New study backs up including boys in HPV vaccinations

Thursday, 31 January 2019 14:09
New study backs up including boys in HPV vaccinations © Belga
The federal Health Care Expertise Centre (KCE) has favourably assessed the extension of the Human Papillomavirus (HPV) vaccine to boys, the centre indicated in a report published on Thursday.
This backs up a decision by the Wallonia-Brussels Federation, FWB, to administer the vaccine to both boys and girls from September this year. The Federation’s parliament had approved a resolution in November last on extending the vaccine to all pre-adolescents.

HPV vaccination programmes for girls aged 12 to 14 years have been run in the Flemish Community since 2010 and in the FWB since 2011. These programmes were mounted following a 2007 recommendation by the Conseil supérieur de la Santé (CSS), Belgium’s national health council. They have been highly successful in Flanders, where vaccine coverage is 91% (2016), but have met with more reticence in French-speaking Belgium, where only 36% to 50% of girls are vaccinated (2017).

[Saved entries]
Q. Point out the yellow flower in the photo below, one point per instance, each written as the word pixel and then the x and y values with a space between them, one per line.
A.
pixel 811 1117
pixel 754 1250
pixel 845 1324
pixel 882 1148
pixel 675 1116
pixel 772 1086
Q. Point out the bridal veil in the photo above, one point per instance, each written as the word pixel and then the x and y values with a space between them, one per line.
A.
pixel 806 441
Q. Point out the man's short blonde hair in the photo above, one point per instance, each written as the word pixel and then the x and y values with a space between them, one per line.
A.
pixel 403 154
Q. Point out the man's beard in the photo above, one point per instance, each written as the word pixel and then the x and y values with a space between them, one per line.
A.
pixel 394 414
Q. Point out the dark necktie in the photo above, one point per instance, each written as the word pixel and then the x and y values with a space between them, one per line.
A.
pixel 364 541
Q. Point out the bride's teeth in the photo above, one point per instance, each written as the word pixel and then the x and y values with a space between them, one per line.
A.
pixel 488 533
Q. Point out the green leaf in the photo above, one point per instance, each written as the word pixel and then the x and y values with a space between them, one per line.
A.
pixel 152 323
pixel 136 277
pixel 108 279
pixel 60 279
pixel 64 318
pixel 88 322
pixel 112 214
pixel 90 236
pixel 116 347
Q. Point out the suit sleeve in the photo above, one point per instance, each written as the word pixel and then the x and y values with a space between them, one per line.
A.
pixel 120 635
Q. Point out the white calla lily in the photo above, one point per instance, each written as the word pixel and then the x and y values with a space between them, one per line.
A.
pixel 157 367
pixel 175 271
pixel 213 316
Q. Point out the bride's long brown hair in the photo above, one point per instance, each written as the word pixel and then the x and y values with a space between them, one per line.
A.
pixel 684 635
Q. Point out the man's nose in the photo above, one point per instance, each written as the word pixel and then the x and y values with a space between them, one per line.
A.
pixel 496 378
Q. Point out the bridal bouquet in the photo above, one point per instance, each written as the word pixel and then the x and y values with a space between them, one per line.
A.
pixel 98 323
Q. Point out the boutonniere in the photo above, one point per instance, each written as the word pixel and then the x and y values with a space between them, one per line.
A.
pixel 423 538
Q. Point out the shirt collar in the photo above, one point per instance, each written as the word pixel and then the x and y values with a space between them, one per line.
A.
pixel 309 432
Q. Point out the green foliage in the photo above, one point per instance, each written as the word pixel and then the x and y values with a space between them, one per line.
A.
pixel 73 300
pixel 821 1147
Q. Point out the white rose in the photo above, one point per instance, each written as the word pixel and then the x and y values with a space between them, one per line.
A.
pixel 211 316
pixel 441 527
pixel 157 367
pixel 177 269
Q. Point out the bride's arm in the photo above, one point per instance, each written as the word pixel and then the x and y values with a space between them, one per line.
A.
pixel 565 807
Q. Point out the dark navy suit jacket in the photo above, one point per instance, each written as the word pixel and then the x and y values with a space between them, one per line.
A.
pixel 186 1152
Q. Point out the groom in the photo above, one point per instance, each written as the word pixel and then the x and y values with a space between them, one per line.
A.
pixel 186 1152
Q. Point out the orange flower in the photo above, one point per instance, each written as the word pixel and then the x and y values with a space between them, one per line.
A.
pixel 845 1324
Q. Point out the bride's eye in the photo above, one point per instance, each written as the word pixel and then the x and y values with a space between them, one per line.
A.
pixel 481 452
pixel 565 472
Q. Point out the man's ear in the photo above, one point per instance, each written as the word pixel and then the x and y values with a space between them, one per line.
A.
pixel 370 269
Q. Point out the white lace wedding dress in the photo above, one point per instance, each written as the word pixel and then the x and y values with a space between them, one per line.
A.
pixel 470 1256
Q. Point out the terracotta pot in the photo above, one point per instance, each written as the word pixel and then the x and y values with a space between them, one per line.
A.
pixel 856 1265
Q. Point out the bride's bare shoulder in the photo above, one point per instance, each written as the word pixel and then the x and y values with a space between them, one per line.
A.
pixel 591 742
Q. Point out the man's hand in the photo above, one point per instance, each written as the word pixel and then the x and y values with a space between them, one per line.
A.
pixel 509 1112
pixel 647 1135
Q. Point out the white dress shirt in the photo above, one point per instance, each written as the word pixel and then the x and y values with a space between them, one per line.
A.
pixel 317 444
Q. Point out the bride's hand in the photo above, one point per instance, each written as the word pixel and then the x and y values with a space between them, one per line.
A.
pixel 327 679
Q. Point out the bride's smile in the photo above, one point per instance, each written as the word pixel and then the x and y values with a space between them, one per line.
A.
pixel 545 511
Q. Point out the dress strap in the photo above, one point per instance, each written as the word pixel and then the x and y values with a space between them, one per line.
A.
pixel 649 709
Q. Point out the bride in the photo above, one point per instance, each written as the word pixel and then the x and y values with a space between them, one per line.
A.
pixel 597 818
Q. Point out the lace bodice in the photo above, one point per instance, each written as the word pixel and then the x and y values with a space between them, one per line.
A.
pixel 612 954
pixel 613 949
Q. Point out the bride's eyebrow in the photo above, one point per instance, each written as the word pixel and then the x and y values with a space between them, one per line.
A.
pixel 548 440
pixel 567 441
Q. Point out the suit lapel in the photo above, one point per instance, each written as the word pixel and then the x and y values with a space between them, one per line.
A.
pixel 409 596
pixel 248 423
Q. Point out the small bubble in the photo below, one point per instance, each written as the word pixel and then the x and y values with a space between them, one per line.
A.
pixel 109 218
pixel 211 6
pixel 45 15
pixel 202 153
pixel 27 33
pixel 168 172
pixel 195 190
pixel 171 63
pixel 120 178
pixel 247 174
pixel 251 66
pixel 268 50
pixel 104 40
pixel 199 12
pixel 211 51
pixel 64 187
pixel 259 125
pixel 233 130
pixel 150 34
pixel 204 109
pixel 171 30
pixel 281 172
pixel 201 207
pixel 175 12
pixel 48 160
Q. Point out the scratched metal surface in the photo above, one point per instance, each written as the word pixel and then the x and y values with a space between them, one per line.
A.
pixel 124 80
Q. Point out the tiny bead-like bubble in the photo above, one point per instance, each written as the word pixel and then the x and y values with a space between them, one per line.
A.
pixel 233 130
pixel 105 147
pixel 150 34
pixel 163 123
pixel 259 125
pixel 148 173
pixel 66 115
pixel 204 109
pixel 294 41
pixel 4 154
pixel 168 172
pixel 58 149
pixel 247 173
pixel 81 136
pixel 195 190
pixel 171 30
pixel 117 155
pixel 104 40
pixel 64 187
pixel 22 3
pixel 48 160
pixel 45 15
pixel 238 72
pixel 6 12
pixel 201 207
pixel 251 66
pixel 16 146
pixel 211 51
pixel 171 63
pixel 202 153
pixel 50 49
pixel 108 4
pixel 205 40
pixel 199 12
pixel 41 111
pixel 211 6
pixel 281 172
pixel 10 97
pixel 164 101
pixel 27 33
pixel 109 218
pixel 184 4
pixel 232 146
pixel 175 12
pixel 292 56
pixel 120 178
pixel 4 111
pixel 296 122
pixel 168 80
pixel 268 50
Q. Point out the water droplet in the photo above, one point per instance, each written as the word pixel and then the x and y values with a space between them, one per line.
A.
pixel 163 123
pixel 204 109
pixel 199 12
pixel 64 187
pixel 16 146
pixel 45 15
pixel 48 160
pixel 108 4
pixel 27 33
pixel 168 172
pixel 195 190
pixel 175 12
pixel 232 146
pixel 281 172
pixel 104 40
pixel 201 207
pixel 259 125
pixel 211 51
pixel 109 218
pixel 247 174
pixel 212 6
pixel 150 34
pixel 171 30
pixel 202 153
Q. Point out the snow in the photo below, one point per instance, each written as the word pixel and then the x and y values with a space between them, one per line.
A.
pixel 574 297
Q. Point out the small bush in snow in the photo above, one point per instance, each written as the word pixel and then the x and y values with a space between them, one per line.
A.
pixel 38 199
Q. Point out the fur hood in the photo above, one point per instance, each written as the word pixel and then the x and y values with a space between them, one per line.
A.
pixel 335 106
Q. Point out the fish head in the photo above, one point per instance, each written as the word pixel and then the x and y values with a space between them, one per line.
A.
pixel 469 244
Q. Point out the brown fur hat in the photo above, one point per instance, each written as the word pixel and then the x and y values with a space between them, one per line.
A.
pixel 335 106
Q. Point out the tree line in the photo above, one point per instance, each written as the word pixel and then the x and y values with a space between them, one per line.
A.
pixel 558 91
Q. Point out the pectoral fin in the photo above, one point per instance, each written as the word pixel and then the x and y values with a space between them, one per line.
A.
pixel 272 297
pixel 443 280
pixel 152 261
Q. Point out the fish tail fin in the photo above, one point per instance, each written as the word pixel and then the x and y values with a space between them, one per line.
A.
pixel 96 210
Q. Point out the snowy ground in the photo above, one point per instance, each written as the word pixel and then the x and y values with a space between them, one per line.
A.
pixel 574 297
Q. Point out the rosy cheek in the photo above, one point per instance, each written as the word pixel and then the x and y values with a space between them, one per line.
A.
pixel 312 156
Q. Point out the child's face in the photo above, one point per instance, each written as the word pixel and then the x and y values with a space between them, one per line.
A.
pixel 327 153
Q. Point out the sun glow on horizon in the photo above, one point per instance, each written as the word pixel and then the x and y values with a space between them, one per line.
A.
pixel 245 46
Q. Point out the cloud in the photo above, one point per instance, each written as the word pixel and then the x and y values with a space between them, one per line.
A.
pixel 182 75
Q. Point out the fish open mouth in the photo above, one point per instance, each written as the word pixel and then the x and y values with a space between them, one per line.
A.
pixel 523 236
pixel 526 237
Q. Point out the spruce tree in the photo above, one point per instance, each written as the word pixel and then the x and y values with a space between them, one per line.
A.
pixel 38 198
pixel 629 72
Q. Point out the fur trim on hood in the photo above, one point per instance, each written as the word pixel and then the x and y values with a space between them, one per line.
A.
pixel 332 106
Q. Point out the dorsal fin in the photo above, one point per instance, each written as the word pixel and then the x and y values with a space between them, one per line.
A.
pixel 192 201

● **Exercise instructions**: Proceed with the news article on extending HPV vaccination to boys, picking up after its final sentence.

● **Your response**:
In 2017, the CSS recommended including boys in the vaccination programme and tasked the KCE with doing an economic analysis of such a move to determine its cost-effectiveness.

“This study shows that the three vaccines available on the market (Cervarix, Gardasil and Gardasil 9) are effective in preventing most of the precancerous lesions linked to HPV,” the KCE reported. The cost-effectiveness of vaccination is all the greater since coverage among girls is low, it explained.

Expanding the programme also favours gender equity, according to the KCE. “Providing the vaccine to girls puts boys at a disadvantage since the increase in cancers linked to HPV among men is a reality today,” the Centre noted.

There are about 100 types of HPV, some of which can lead to infections (particularly warts) on the genital organs, anus or throat. These infections can evolve into cancers of the uterus, vulva, vagina, anus, mouth and throat.

The virus is transmitted through sexual relations or intimate caresses. To be most effective, the vaccine should be administered before the first sexual relations.